Preguntas de estudio ::
[A] Reescriba de forma más breve el párrafo del texto sobre la película No hay tierra sin mal que empieza con «¿Cuál es el conflicto», conservando sus datos principales.
[B] Transcriba textualmente el fragmento del texto sobre la película No hay tierra sin mal que comienza con "La mirada porteña" y continúa hasta "que la contenga.".

Texto proporcionado ::
La mirada porteña
¿Cuál es el conflicto de No hay tierra sin mal? El argumental es obvio, centrándose en Ana (Ana Luz Kallsten) y Silvia (Silvia Nudelman), quienes durante buena parte del día comparten el mismo hogar, aunque sus posiciones sociales son diferentes: la primera es la hija de un empresario de Posadas, la segunda es la mucama. Mientras Ana, a pesar de salir con un amigo, no termina de dejar aflorar su sexualidad, atada por su formación religiosa y sus prejuicios; Silvia posee una vida sexual liberada, aunque no tiene una pareja que la contenga.

Conjunto de datos ::
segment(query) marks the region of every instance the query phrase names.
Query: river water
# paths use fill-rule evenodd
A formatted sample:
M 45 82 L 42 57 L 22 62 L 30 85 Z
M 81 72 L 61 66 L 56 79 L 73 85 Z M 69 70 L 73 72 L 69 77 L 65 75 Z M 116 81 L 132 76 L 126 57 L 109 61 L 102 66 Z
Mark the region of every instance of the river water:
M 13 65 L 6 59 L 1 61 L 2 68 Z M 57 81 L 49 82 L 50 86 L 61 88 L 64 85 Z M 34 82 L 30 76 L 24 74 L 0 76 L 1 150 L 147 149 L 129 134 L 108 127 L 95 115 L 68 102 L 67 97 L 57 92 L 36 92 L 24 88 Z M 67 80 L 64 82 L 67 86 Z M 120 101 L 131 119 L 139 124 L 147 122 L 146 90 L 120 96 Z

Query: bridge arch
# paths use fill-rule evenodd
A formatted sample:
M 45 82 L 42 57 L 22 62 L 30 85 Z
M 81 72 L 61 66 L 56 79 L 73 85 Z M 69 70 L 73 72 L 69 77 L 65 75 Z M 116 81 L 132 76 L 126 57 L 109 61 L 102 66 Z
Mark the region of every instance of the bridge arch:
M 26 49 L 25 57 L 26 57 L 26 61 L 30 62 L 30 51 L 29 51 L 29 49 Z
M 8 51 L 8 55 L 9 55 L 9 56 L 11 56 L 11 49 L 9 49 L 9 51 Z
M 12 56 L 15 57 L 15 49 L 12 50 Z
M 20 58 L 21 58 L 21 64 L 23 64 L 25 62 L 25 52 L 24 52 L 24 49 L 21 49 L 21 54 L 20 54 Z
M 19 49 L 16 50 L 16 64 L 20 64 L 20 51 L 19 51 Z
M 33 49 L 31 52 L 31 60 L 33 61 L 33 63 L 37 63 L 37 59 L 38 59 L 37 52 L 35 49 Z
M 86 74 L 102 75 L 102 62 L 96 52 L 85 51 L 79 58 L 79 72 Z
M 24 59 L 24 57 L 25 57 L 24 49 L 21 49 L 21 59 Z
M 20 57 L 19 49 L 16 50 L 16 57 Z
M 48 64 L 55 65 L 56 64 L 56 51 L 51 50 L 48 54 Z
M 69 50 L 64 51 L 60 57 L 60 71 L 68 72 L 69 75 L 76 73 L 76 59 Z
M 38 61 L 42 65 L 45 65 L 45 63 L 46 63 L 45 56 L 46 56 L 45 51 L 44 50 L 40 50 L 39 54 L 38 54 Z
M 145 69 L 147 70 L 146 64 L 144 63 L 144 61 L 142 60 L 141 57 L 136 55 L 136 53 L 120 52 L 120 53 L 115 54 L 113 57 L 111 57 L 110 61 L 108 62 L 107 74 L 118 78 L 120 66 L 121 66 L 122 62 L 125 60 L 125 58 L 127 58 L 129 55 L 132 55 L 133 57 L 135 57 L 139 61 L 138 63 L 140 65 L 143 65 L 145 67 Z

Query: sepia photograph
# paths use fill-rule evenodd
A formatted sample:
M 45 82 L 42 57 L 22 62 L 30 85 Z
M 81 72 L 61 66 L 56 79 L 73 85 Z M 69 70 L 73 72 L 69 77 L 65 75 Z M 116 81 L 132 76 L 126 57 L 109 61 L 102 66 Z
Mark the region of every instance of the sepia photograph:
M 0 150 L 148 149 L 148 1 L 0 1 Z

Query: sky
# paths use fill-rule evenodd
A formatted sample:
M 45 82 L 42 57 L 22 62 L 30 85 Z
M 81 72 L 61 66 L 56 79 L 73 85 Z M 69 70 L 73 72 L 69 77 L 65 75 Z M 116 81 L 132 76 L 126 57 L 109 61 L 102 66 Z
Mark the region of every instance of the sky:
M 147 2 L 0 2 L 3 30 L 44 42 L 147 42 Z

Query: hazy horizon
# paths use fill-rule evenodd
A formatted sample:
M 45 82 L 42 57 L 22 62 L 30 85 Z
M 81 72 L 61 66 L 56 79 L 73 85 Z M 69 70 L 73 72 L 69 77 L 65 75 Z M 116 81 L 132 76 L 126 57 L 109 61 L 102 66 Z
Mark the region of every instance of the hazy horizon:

Respuestas ::
[A] El conflicto de No hay tierra sin mal se centra en Ana (Ana Luz Kallsten) y Silvia (Silvia Nudelman). Ambas comparten el mismo hogar gran parte del día, pero ocupan posiciones sociales distintas: Ana es hija de un empresario de Posadas y Silvia es la mucama. Ana sale con un amigo, pero no deja aflorar su sexualidad por su formación religiosa y sus prejuicios. Silvia, en cambio, tiene una vida sexual liberada, aunque carece de una pareja que la contenga.

[B]
La mirada porteña
¿Cuál es el conflicto de No hay tierra sin mal? El argumental es obvio, centrándose en Ana (Ana Luz Kallsten) y Silvia (Silvia Nudelman), quienes durante buena parte del día comparten el mismo hogar, aunque sus posiciones sociales son diferentes: la primera es la hija de un empresario de Posadas, la segunda es la mucama. Mientras Ana, a pesar de salir con un amigo, no termina de dejar aflorar su sexualidad, atada por su formación religiosa y sus prejuicios; Silvia posee una vida sexual liberada, aunque no tiene una pareja que la contenga.